**Requirement**
Pull out each line of the listing below that contains the string "Query". Only lines where its uppercase and lowercase letters match count.
* Start Material for this exercise *
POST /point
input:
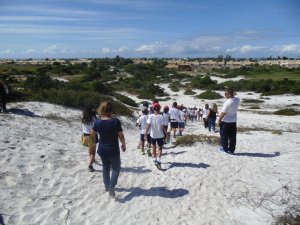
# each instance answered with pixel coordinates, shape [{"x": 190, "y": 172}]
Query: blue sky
[{"x": 149, "y": 28}]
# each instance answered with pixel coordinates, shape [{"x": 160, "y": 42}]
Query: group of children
[{"x": 155, "y": 130}]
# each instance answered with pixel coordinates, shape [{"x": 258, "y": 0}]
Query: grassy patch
[
  {"x": 277, "y": 132},
  {"x": 287, "y": 112},
  {"x": 209, "y": 95},
  {"x": 189, "y": 92},
  {"x": 249, "y": 100},
  {"x": 254, "y": 107},
  {"x": 190, "y": 139}
]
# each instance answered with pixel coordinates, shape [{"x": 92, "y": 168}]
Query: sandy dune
[{"x": 44, "y": 177}]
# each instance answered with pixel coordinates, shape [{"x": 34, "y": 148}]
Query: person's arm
[
  {"x": 122, "y": 140},
  {"x": 221, "y": 117},
  {"x": 164, "y": 130},
  {"x": 93, "y": 134},
  {"x": 208, "y": 113},
  {"x": 147, "y": 130}
]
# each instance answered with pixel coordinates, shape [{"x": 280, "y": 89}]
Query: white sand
[{"x": 44, "y": 177}]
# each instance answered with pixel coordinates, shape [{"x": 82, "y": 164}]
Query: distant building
[{"x": 184, "y": 67}]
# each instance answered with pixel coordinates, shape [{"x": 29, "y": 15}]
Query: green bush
[
  {"x": 254, "y": 107},
  {"x": 189, "y": 92},
  {"x": 248, "y": 100},
  {"x": 174, "y": 87},
  {"x": 125, "y": 100},
  {"x": 287, "y": 112},
  {"x": 192, "y": 138},
  {"x": 209, "y": 95},
  {"x": 77, "y": 99}
]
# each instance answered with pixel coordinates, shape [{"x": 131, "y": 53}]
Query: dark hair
[
  {"x": 230, "y": 92},
  {"x": 105, "y": 108},
  {"x": 88, "y": 115}
]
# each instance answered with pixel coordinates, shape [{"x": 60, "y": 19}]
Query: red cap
[{"x": 156, "y": 106}]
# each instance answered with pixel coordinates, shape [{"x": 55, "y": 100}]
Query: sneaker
[
  {"x": 112, "y": 192},
  {"x": 91, "y": 169}
]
* End Material for this exercise *
**Response to the exercise**
Query: blue sky
Query: group of children
Query: grassy patch
Query: sandy dune
Query: person's arm
Query: white sand
Query: distant building
Query: green bush
Query: dark hair
Query: red cap
Query: sneaker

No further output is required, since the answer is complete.